▶ **Document segment**

## begin

Publ: Frequently Asked Questions

Last updated: 2019-02-21 5:24 AM (7 years ago)

General

What is Publ, anyway?

Publ is a website publishing system, with a focus on heterogenous content and flexibility, and with simple content management principles.

For my own personal site I need to be able to manage comics, music, art, photography, a blog, and who knows what else as in a simple, uniform manner, while also supporting IndieWeb principles.

How is it pronounced?

Like “puddle,” but with a B instead of a D. Or, “publish” without the “ish.”

Is Publ a CMS?

That depends on how you define “CMS.” At the most basic, it is one — it manages and renders content to be published to a website, after all — but the term “CMS” has a history of implying something more complicated, with an integrated end-to-end asset management pipeline and database-driven post editor.

I do sometimes refer to Publ as a CMS but for the above reason I prefer to think of it as a “publishing system” or “like a static site generator, but dynamic.”

How is it “like a static site generator?”

## end

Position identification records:
## begin

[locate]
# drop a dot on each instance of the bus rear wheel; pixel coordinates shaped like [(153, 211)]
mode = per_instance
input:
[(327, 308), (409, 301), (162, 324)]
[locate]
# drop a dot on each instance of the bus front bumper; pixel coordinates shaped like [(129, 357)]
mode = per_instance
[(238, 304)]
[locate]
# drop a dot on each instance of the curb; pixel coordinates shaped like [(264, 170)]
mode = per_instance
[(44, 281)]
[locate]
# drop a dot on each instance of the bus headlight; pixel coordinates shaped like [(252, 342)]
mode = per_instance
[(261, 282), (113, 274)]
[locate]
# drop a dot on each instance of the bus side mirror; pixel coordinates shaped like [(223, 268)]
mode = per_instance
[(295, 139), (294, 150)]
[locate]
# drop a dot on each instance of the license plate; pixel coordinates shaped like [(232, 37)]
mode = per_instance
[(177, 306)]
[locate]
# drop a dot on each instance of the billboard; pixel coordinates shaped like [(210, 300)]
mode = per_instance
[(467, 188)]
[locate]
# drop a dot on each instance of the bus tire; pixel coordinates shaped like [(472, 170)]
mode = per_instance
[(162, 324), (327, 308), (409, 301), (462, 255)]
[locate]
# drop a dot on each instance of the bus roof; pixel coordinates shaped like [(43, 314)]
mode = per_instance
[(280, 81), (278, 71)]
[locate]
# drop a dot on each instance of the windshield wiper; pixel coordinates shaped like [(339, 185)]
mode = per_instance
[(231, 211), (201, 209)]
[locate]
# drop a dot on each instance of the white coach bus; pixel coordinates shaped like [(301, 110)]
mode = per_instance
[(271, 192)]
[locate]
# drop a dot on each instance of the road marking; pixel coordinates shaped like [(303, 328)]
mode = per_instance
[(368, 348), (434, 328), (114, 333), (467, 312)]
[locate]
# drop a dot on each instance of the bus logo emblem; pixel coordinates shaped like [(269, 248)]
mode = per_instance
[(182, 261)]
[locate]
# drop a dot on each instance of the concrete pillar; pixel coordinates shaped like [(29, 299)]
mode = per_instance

## end

▶ **To do**
Revise the Publ FAQ by rewriting the part starting with "How is it pronounced?" and going on through "database-driven post editor.", replacing "pipeline" with "workflow".

▶ **Exercise output**
How is it pronounced?

Like “puddle,” but with a B instead of a D. Or, “publish” without the “ish.”

Is Publ a CMS?

That depends on how you define “CMS.” At the most basic, it is one — it manages and renders content to be published to a website, after all — but the term “CMS” has a history of implying something more complicated, with an integrated end-to-end asset management workflow and database-driven post editor.